# Task statement
Copy out, exactly as given, every line from the line with "Target: blue snow pants" to the end of the listing, both of those lines included.

# Material supplied

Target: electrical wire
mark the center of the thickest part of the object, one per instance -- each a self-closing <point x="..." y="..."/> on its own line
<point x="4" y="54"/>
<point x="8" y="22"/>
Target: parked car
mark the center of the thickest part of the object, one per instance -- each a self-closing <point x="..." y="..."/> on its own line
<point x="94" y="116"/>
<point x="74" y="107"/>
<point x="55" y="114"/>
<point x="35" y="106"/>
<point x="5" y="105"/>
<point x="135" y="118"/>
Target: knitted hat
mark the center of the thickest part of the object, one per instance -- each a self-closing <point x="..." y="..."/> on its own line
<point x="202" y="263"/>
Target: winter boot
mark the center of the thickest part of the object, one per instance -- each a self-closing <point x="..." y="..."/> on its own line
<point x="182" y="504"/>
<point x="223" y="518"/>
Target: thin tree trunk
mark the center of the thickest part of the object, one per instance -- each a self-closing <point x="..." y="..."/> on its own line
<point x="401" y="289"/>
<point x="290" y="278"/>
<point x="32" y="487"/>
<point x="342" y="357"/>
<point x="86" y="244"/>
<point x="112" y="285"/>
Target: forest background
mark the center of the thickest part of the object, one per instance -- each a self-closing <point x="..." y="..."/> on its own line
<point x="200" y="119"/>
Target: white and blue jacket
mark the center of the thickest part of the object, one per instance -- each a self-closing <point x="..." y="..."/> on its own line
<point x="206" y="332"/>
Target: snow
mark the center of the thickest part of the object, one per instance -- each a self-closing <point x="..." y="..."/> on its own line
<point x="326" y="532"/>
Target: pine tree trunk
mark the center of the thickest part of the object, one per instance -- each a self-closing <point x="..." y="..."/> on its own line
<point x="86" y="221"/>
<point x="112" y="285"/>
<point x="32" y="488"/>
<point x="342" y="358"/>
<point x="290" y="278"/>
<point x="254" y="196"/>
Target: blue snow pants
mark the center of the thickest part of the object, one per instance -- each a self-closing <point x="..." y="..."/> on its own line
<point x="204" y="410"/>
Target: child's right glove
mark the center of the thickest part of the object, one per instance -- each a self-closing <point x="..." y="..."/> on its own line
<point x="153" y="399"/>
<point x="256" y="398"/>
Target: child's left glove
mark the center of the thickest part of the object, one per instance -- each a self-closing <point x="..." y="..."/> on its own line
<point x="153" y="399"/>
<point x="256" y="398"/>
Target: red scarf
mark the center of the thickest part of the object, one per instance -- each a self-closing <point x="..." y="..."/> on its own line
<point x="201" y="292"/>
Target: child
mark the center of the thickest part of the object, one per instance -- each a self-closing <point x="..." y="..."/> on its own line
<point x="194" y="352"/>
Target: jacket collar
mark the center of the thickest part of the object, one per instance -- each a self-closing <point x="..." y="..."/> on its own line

# Response
Target: blue snow pants
mark the center of the thickest part of the object, one per instance -- each a self-closing <point x="..." y="..."/> on its own line
<point x="204" y="410"/>
Target: child's right glove
mark the center of the thickest part of the object, one per instance -- each a self-closing <point x="..." y="..."/> on its own line
<point x="153" y="399"/>
<point x="256" y="398"/>
Target: child's left glove
mark the center of the thickest part of the object, one per instance -- each a self-closing <point x="..." y="..."/> on its own line
<point x="153" y="399"/>
<point x="256" y="398"/>
Target: red scarf
mark the center of the thickest part of the object, one per instance -- each a self-closing <point x="..." y="..."/> on its own line
<point x="201" y="292"/>
Target: child
mark the center of the thickest part of the object, one per instance -- each a self-closing <point x="..." y="..."/> on its own line
<point x="194" y="352"/>
Target: jacket collar
mark the center of the thickest part of the object, one per instance -- each a self-closing <point x="..." y="..."/> on its own line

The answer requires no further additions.